------ Provided data ------

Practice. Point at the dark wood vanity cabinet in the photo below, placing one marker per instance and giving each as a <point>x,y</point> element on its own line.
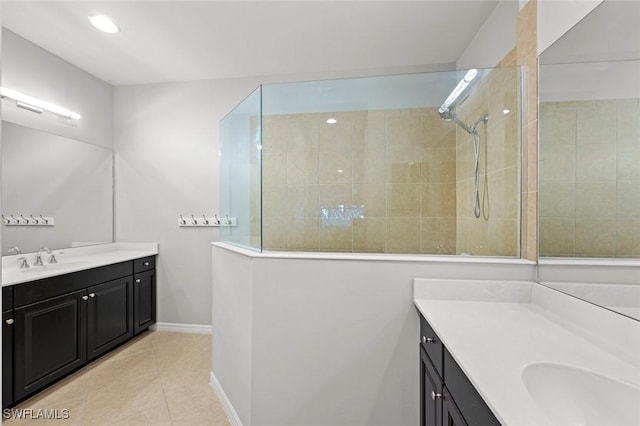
<point>447,397</point>
<point>7,345</point>
<point>63,322</point>
<point>144,289</point>
<point>50,341</point>
<point>109,316</point>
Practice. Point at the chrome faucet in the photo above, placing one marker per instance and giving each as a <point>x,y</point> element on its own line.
<point>38,261</point>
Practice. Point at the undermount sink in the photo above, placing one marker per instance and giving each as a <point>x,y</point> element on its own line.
<point>55,267</point>
<point>573,396</point>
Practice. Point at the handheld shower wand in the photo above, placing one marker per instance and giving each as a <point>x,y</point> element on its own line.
<point>448,115</point>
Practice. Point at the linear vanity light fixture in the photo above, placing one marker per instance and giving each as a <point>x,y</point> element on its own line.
<point>37,105</point>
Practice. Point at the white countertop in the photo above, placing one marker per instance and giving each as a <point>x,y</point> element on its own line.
<point>494,330</point>
<point>73,260</point>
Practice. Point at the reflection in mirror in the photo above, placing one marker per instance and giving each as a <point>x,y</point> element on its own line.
<point>59,178</point>
<point>589,155</point>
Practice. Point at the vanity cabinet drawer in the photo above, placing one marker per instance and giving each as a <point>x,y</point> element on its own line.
<point>144,264</point>
<point>473,408</point>
<point>431,344</point>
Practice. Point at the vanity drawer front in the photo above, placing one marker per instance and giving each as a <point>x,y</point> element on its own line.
<point>473,408</point>
<point>431,344</point>
<point>35,291</point>
<point>144,264</point>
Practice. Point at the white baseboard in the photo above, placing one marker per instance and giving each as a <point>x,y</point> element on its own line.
<point>181,328</point>
<point>231,413</point>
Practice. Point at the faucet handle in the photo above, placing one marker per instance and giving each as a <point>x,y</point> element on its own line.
<point>23,262</point>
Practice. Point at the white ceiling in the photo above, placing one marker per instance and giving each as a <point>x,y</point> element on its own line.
<point>190,40</point>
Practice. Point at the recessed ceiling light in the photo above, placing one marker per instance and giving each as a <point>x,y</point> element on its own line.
<point>104,24</point>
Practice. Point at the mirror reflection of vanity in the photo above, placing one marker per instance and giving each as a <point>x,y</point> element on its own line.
<point>589,159</point>
<point>45,176</point>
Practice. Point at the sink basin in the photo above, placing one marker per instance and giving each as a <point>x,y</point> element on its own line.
<point>573,396</point>
<point>55,267</point>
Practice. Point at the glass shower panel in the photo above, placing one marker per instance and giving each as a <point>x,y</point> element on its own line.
<point>240,171</point>
<point>370,165</point>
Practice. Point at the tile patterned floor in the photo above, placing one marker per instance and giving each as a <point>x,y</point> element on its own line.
<point>158,378</point>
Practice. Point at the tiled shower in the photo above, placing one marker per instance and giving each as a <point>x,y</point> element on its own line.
<point>590,179</point>
<point>367,165</point>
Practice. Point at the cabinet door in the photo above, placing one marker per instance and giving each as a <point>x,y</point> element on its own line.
<point>110,316</point>
<point>7,358</point>
<point>144,296</point>
<point>430,392</point>
<point>451,413</point>
<point>50,341</point>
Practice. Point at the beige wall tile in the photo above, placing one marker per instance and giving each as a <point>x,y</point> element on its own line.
<point>628,199</point>
<point>558,126</point>
<point>628,122</point>
<point>479,237</point>
<point>628,237</point>
<point>274,200</point>
<point>558,163</point>
<point>404,200</point>
<point>303,234</point>
<point>302,167</point>
<point>404,172</point>
<point>335,137</point>
<point>335,167</point>
<point>595,237</point>
<point>303,201</point>
<point>274,233</point>
<point>439,165</point>
<point>595,199</point>
<point>401,235</point>
<point>438,236</point>
<point>369,234</point>
<point>439,200</point>
<point>596,126</point>
<point>274,168</point>
<point>502,197</point>
<point>335,237</point>
<point>628,161</point>
<point>331,196</point>
<point>503,237</point>
<point>596,162</point>
<point>372,197</point>
<point>557,199</point>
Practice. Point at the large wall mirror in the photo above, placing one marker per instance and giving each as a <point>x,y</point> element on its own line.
<point>589,147</point>
<point>54,177</point>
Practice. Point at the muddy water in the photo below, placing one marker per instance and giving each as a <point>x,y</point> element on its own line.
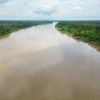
<point>39,63</point>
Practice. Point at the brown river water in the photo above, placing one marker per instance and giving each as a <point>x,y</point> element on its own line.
<point>40,63</point>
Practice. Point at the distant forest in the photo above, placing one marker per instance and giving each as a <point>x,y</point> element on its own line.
<point>88,31</point>
<point>6,27</point>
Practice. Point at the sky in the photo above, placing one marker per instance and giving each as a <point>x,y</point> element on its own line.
<point>49,9</point>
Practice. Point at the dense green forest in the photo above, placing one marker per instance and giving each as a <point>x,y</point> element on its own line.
<point>6,27</point>
<point>88,31</point>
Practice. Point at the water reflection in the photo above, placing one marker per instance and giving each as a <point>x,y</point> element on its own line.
<point>39,63</point>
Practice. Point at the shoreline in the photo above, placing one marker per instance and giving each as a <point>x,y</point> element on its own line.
<point>97,47</point>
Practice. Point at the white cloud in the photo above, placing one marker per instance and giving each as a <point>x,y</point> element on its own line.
<point>50,9</point>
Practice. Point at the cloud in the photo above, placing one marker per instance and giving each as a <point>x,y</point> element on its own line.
<point>50,9</point>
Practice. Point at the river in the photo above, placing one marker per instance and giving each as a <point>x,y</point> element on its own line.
<point>40,63</point>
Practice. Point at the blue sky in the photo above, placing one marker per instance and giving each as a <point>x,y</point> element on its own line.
<point>50,9</point>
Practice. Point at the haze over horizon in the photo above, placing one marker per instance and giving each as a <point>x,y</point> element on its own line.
<point>49,10</point>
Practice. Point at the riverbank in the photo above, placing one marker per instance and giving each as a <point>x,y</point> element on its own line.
<point>7,27</point>
<point>87,31</point>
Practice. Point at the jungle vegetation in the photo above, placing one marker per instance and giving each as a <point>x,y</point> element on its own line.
<point>6,27</point>
<point>88,31</point>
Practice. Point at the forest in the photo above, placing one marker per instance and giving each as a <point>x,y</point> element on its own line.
<point>88,31</point>
<point>6,27</point>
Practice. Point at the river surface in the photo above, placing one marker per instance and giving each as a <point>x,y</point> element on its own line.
<point>40,63</point>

------

→ Task prompt
Give back the lines of the listing from the one with "Practice. Point at the forest" through the end, both included, exactly as written and with nothing added.

→ Result for this task
Practice. Point at the forest in the photo above, placing one marker per instance and giving each as a <point>x,y</point> element on its own line.
<point>88,31</point>
<point>6,27</point>
Practice. Point at the river surface in the photo above, placing one marker per instance and giving each as a <point>x,y</point> element on its own line.
<point>40,63</point>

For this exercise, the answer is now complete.